▶ **Given instruction**:
Format the stretch from the line containing "Would you mind spotting the antenna" through the end of the items as a two-column CSV with the headers item_text and answer. Give one row per item and put each value in a single quoted field, with line breaks replaced by spaces.
=-=-=-=-=
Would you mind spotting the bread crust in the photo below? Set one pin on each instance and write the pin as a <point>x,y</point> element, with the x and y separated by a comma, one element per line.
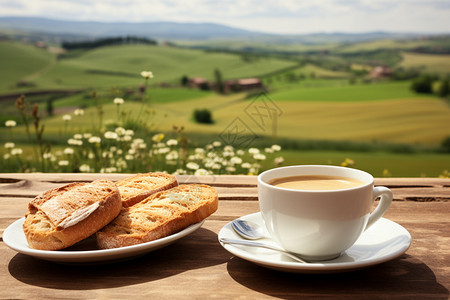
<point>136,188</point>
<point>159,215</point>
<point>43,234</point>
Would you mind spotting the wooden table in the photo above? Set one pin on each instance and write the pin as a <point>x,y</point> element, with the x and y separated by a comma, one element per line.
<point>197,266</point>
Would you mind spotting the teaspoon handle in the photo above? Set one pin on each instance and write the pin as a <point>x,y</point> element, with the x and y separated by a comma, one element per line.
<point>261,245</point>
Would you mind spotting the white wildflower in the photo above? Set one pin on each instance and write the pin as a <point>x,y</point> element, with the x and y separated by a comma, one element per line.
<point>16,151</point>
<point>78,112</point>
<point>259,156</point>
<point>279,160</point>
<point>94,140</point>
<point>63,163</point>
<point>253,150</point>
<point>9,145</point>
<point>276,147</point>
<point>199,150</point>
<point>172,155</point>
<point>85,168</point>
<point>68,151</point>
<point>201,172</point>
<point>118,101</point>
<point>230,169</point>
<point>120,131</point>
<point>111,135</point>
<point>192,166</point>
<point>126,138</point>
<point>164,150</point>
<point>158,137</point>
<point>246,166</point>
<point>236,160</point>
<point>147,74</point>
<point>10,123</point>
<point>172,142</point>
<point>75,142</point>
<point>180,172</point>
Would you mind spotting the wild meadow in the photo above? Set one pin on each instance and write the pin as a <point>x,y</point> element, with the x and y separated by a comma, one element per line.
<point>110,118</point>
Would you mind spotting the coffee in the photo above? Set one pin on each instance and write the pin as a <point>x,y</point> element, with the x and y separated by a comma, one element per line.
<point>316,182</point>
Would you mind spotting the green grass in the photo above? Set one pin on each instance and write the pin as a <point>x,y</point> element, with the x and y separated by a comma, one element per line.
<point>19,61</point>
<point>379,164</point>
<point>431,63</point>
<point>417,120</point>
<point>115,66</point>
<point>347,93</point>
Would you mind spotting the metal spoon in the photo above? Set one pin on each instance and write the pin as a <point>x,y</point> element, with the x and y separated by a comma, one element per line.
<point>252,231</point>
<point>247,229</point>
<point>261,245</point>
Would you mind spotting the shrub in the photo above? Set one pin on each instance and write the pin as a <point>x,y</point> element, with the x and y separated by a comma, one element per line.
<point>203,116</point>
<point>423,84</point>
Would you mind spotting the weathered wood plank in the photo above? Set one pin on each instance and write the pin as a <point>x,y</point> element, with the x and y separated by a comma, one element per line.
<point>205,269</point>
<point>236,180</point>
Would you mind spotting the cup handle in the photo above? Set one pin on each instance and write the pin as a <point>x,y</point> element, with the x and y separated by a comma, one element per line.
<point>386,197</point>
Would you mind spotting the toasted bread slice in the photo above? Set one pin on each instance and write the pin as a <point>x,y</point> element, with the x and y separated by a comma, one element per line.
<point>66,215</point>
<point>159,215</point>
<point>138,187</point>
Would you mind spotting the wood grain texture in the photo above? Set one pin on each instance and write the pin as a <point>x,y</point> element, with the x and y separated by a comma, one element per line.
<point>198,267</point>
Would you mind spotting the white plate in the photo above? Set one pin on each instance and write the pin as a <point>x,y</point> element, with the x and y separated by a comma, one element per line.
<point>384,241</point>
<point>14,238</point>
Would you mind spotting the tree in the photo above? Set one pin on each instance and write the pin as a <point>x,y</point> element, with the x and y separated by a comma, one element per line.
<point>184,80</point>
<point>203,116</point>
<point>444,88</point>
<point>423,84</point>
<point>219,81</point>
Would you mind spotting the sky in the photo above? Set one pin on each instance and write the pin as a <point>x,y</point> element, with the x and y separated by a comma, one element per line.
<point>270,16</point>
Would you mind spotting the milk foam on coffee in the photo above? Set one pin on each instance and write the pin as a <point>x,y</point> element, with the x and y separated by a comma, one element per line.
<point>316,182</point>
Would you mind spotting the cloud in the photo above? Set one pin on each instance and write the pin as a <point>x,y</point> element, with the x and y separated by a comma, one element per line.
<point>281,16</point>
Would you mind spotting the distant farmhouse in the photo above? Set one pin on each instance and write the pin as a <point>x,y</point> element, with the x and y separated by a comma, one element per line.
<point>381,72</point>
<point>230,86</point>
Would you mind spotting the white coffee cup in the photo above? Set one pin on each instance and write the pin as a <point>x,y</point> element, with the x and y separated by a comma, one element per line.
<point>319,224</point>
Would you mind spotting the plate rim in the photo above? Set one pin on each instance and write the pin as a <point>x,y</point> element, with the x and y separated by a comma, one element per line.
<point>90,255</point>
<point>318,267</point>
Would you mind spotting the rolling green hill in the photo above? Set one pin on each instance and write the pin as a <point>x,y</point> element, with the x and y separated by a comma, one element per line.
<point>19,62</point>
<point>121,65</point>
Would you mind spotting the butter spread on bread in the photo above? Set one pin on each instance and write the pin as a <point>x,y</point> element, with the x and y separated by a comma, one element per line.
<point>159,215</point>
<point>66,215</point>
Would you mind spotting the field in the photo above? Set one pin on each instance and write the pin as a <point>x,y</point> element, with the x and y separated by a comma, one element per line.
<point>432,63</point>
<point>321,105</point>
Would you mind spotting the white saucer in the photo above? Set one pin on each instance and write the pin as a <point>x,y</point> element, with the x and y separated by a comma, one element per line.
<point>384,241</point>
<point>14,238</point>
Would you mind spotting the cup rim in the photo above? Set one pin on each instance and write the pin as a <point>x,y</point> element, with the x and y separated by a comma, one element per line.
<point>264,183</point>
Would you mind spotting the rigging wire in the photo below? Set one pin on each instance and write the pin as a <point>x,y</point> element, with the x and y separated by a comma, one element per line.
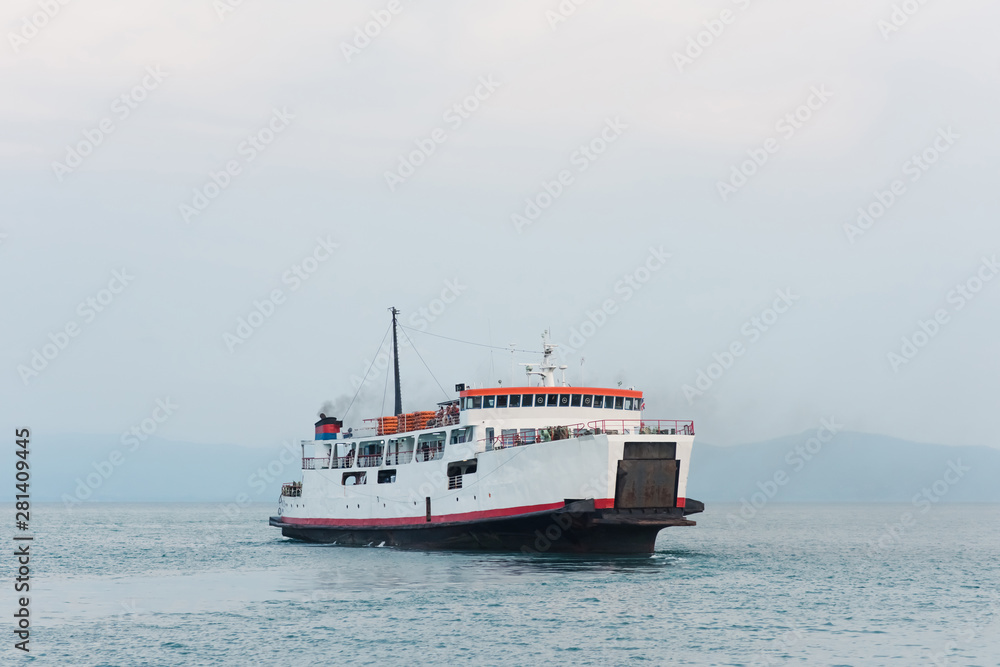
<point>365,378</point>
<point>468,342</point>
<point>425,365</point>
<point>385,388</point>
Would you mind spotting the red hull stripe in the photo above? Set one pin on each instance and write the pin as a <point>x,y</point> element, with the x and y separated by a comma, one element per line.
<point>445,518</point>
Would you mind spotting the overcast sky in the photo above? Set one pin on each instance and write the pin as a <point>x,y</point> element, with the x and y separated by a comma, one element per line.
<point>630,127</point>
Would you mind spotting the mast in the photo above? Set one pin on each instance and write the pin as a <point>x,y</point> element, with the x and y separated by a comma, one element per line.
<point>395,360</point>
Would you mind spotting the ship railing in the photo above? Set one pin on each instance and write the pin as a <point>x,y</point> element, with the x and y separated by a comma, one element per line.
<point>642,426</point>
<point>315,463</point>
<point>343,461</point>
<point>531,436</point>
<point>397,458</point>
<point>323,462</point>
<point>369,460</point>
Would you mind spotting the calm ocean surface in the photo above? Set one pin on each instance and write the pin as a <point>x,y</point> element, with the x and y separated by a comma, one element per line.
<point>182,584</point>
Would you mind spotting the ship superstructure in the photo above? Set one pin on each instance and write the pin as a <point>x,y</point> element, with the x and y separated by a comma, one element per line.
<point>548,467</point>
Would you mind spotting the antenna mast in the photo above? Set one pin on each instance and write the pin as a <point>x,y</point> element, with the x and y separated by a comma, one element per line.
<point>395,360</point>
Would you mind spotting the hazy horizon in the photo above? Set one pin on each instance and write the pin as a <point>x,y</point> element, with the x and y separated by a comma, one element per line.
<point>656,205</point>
=-=-=-=-=
▶ **Task result**:
item_text,answer
"Would you mind spotting the antenna mast in the photo above? Set one pin on each instance and write the pin as a <point>x,y</point> element, with the x and y separated by a comma, one element per line.","<point>395,360</point>"
"Would you mind spotting the hazy horizon in the photo above? Set one pin on each instance and write the pin as a <point>x,y</point> element, with the x and y separated by a comma, one element per line.","<point>656,205</point>"